■ WORK REQUIRED: Reproduce each of the items below word for word, leaving nothing out and changing nothing.

■ RECORDS SHOWN:
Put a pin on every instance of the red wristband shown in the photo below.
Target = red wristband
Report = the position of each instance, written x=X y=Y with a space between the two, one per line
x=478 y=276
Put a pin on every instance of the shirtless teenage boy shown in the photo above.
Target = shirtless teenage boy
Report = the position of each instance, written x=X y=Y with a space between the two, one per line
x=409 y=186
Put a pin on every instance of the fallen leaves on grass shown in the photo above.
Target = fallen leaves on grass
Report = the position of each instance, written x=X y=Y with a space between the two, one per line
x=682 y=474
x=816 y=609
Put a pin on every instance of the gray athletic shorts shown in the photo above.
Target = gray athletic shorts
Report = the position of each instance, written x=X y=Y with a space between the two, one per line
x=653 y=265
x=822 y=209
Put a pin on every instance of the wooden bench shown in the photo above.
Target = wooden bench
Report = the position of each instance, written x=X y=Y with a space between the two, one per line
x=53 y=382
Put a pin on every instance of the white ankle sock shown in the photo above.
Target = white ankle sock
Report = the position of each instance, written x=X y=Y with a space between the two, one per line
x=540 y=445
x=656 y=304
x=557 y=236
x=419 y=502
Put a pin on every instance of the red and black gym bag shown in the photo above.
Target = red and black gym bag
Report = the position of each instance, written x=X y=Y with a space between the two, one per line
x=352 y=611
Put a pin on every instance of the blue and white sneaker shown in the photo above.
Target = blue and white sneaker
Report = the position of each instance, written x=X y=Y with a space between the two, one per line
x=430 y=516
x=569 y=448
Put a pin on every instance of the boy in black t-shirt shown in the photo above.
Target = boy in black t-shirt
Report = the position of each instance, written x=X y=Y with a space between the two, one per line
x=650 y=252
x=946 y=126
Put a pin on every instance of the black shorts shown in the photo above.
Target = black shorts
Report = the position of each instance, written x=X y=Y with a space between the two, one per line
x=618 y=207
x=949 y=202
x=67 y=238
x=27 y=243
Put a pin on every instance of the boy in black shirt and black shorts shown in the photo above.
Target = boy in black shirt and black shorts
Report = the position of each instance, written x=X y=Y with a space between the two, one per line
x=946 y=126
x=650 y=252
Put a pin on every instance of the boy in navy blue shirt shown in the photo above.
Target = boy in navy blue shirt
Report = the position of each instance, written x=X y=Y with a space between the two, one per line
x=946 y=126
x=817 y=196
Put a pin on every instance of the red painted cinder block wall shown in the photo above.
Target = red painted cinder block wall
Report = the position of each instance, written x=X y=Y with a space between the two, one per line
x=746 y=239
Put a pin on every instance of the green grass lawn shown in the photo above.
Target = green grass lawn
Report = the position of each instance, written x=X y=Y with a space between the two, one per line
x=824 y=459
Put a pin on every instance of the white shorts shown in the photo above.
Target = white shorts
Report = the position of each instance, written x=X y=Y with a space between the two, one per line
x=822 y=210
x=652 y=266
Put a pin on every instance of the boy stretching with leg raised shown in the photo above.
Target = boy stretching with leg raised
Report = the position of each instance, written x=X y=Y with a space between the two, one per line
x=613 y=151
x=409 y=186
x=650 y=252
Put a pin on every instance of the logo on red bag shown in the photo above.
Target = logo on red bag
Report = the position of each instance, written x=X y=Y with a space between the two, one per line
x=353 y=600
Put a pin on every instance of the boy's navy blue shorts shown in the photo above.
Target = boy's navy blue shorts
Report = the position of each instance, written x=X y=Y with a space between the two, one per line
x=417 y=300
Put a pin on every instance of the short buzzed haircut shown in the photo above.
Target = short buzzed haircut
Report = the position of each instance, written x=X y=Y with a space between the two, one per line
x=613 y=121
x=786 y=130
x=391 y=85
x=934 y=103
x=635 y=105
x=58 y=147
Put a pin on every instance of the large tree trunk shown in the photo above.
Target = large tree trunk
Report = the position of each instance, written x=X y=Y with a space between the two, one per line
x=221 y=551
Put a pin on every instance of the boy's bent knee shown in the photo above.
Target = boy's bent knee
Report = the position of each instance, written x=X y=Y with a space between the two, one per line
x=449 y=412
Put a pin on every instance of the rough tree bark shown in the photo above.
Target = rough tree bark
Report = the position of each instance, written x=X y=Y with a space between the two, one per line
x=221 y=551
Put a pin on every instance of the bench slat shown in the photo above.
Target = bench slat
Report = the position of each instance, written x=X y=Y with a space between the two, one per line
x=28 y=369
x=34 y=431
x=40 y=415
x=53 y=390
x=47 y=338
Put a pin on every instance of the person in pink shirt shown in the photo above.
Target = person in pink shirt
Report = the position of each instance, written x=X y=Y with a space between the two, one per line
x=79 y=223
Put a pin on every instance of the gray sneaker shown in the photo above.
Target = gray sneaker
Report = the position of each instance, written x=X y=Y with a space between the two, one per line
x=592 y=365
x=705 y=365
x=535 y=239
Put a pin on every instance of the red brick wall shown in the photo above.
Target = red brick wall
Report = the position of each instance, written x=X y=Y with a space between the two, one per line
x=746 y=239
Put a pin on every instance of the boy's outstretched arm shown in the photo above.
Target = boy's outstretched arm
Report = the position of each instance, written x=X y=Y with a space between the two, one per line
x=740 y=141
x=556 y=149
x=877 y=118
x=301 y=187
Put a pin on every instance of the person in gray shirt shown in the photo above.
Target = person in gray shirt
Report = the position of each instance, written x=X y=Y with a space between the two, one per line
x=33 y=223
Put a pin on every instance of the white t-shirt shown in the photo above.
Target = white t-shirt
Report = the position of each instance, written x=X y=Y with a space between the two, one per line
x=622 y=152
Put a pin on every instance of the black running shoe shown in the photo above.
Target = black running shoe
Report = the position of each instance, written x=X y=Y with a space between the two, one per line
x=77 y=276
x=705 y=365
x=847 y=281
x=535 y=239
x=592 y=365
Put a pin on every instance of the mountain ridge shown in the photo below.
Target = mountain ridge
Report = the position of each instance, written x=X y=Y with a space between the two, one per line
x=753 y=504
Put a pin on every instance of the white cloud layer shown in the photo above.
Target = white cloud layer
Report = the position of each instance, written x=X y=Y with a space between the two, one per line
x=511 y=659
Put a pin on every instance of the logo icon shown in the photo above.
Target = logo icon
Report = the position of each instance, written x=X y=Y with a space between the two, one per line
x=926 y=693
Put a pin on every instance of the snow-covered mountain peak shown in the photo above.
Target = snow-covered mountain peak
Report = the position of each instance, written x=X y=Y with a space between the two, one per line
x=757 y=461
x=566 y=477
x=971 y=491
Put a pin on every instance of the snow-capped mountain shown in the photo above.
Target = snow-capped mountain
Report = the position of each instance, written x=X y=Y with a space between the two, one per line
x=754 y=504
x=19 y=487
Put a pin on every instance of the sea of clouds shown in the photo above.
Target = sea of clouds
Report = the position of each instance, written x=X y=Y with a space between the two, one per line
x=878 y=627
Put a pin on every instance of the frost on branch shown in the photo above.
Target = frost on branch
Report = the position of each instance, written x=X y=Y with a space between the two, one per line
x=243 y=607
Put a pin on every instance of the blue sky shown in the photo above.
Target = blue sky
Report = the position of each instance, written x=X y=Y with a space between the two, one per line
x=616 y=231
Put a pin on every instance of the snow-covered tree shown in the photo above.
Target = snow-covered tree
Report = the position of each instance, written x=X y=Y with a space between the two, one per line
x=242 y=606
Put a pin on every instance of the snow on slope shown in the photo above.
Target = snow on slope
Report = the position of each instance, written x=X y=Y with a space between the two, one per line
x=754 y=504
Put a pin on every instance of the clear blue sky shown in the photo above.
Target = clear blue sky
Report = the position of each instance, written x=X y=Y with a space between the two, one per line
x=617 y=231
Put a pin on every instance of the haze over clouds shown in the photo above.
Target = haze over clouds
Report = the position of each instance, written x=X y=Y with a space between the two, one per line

■ EXERCISE ANSWER:
Put a pin on every instance of the red wristband shown in the photo below.
Target = red wristband
Report = the position of each instance, written x=X y=Y with a space between the two, one per line
x=478 y=276
Put a pin on every instance of the shirtless teenage boy shown in the photo above.
Target = shirtless teenage boy
Report = the position of each instance, written x=X y=Y with a space between the two, one per line
x=409 y=186
Put a pin on every instance of the fallen leaves on grass shown in the photo above.
Target = fallen leaves on grass
Report = the position of each instance, written x=X y=Y with a space between the two, one per line
x=682 y=474
x=816 y=609
Put a pin on every instance of the gray athletic shorts shown in the photo above.
Target = gray athletic shorts
Report = the position of each instance, written x=X y=Y with a space between the two, one per line
x=653 y=265
x=822 y=209
Put a pin on every instance of the wooden bench shown in the photo above.
Target = wooden bench
Report = the position of each instance, written x=X y=Y with a space between the two, one per line
x=53 y=382
Put a pin on every instance of the white ankle sock shown in the photo above.
Target = white ankle sock
Report = the position of each instance, written x=X y=Y with a space between the two, one per line
x=540 y=445
x=656 y=304
x=557 y=236
x=419 y=502
Put a pin on every instance of the red and black gym bag shown in the photo above.
Target = red and black gym bag
Report = the position of each instance, written x=X y=Y with a space between the two, one per line
x=352 y=611
Put a pin on every instance of the blue and white sneaker shown in the photo above.
Target = blue and white sneaker
Report = the position of each instance, written x=X y=Y with a space between the two, one per line
x=430 y=516
x=569 y=448
Put a pin on every instance of the boy in black t-shirt shown in the photo above.
Target = boy in black t-shirt
Report = the position of each instance, written x=X y=Y with a space between the two, one per line
x=650 y=252
x=946 y=126
Put a pin on every instance of the black shorts shown in the photo above.
Target = black shorts
Report = the position of each instance, written x=X y=Y with a space between the two, one per line
x=618 y=207
x=949 y=202
x=67 y=238
x=27 y=243
Put a pin on every instance of the boy in black shirt and black shorts shown in the photo above.
Target = boy in black shirt and black shorts
Report = the position of each instance, written x=X y=Y with a space between the two, one per line
x=946 y=126
x=650 y=252
Put a pin on every instance of the boy in navy blue shirt shown in the photo above.
Target = boy in navy blue shirt
Report = the position of each instance, written x=X y=Y with a space between the two, one per line
x=946 y=126
x=817 y=196
Put a pin on every instance of the red painted cinder block wall shown in the photo above.
Target = red painted cinder block wall
Report = the position of each instance, written x=X y=Y with a space between the two, one per line
x=746 y=239
Put a pin on every instance of the green grass lawn shown in the photo above.
Target = green grass lawn
Report = the position of each instance, written x=X y=Y with a space between the two, one per line
x=824 y=459
Put a pin on every instance of the white shorts shown in the photo above.
Target = white shorts
Report = the position of each instance, written x=X y=Y with a space between the two, one per line
x=822 y=210
x=652 y=266
Put a pin on every instance of the boy stretching with leg raised shown in the photo above.
Target = boy stretching with leg raised
Report = the position of each instance, written x=X y=Y with a space between the two, one per line
x=613 y=151
x=409 y=186
x=650 y=252
Put a pin on every instance of the logo on red bag shown in the photo above.
Target = logo on red bag
Report = the position of each instance, written x=X y=Y with a space between the two, one per line
x=353 y=600
Put a pin on every instance of the boy's navy blue shorts shown in the photo above.
Target = boy's navy blue shorts
Report = the position of each instance, written x=X y=Y with a space between the two, one per line
x=417 y=300
Put a pin on every instance of the short buzzed haircut shown in the photo above.
Target = short buzzed haircut
Report = the position of each instance, written x=X y=Y with a space between the two, one per line
x=613 y=121
x=786 y=130
x=391 y=85
x=934 y=103
x=635 y=105
x=58 y=147
Put a pin on every instance of the large tree trunk shown in the photo above.
Target = large tree trunk
Report = the position of each instance, written x=X y=Y with a space between the two, one per line
x=221 y=551
Put a pin on every instance of the boy's bent knee shown in the photo above.
Target = boy's bent knee
Report = the position of each instance, written x=X y=Y with a space between the two, one per line
x=449 y=412
Put a pin on every instance of the rough tree bark shown in the photo above.
Target = rough tree bark
Report = the position of each instance, written x=X y=Y with a space between the two, one per line
x=221 y=551
Put a pin on every instance of the bench slat shown in the photo above.
Target = bench slat
Report = the position of each instance, written x=X y=Y with a space between the two, one per line
x=28 y=369
x=34 y=431
x=40 y=415
x=53 y=390
x=47 y=338
Put a pin on every instance of the person in pink shirt shown in the photo above.
Target = person in pink shirt
Report = the position of each instance, written x=X y=Y with a space between the two, one per line
x=79 y=223
Put a pin on every instance of the gray sneaker shown in the photo above.
Target = gray sneaker
Report = the position of each instance, written x=X y=Y with a space between the two, one per line
x=592 y=365
x=705 y=365
x=535 y=239
Put a pin on every instance of the red brick wall shown in the photo above.
Target = red brick wall
Report = the position of each instance, written x=X y=Y with a space between the two, one per line
x=746 y=239
Put a pin on every instance of the boy's outstretched arm shown in the photo above.
Target = boy's outstretched arm
Report = the position of each instance, written x=X y=Y with a space between the two, one per line
x=740 y=141
x=556 y=149
x=877 y=118
x=301 y=187
Put a pin on every instance of the person in gray shirt shown in the photo above.
Target = person in gray shirt
Report = the position of each instance, written x=X y=Y with a space between the two, one per line
x=33 y=223
Put a pin on every instance of the white t-shirt shown in the photo above.
Target = white t-shirt
Report = the position of each instance, written x=X y=Y with a space between the two, one per line
x=622 y=152
Put a pin on every instance of the black running shoe shown in the photo above.
Target = black running shoe
Report = the position of each instance, written x=X y=Y with a space between the two, one per line
x=77 y=276
x=705 y=365
x=847 y=281
x=535 y=239
x=592 y=365
Put a pin on every instance of the mountain ridge shown in the photo below.
Target = mountain ridge
Report = the position of each instance, written x=X y=Y with a space between the two, one per line
x=753 y=504
Put a pin on every instance of the white cloud layer shown in the photo above.
Target = white cloud layer
Report = the position of each instance, written x=X y=Y with a space between the two, one per line
x=511 y=659
Put a pin on every instance of the logo icon shown in the photo above.
Target = logo icon
Report = the position of each instance, written x=X y=Y with a space between the two, one per line
x=926 y=693
Put a pin on every instance of the snow-covered mountain peak shown in the photo above.
Target = snow-covered mountain peak
Report = the position of each instance, written x=X y=Y with a space between the two, one per line
x=757 y=461
x=566 y=477
x=971 y=491
Put a pin on every instance of the snow-capped mountain shown in the photo above.
Target = snow-capped mountain
Report = the position of each instance, written x=X y=Y with a space between the two, one per line
x=754 y=504
x=19 y=487
Put a pin on every instance of the sea of clouds shown in the photo above.
Target = sea of clouds
Report = the position of each instance, written x=X y=Y with a space between the two, one per line
x=878 y=627
Put a pin on every instance of the frost on branch shown in the photo above.
Target = frost on branch
Report = the position of each instance, written x=X y=Y with a space between the two, one per line
x=243 y=607
Put a pin on every instance of the blue sky shown in the photo above.
Target = blue sky
Report = the position of each instance, written x=X y=Y with a space between the two, one per line
x=616 y=231
Put a pin on every instance of the snow-covered tree shown in the photo above.
Target = snow-covered tree
Report = the position of each instance, written x=X y=Y with a space between the two, one per line
x=242 y=606
Put a pin on every instance of the snow on slope shown in the photo above.
Target = snow on slope
Report = the position of each instance, written x=X y=Y with a space between the two, one per line
x=754 y=504
Put a pin on every instance of the clear blue sky shown in the photo above.
Target = clear blue sky
Report = the position of each instance, written x=X y=Y with a space between the two, one per line
x=617 y=231
Put a pin on every instance of the haze over clouds shown in the photo above.
Target = haze over clouds
Report = the position of each instance, written x=X y=Y with a space between the two, one per line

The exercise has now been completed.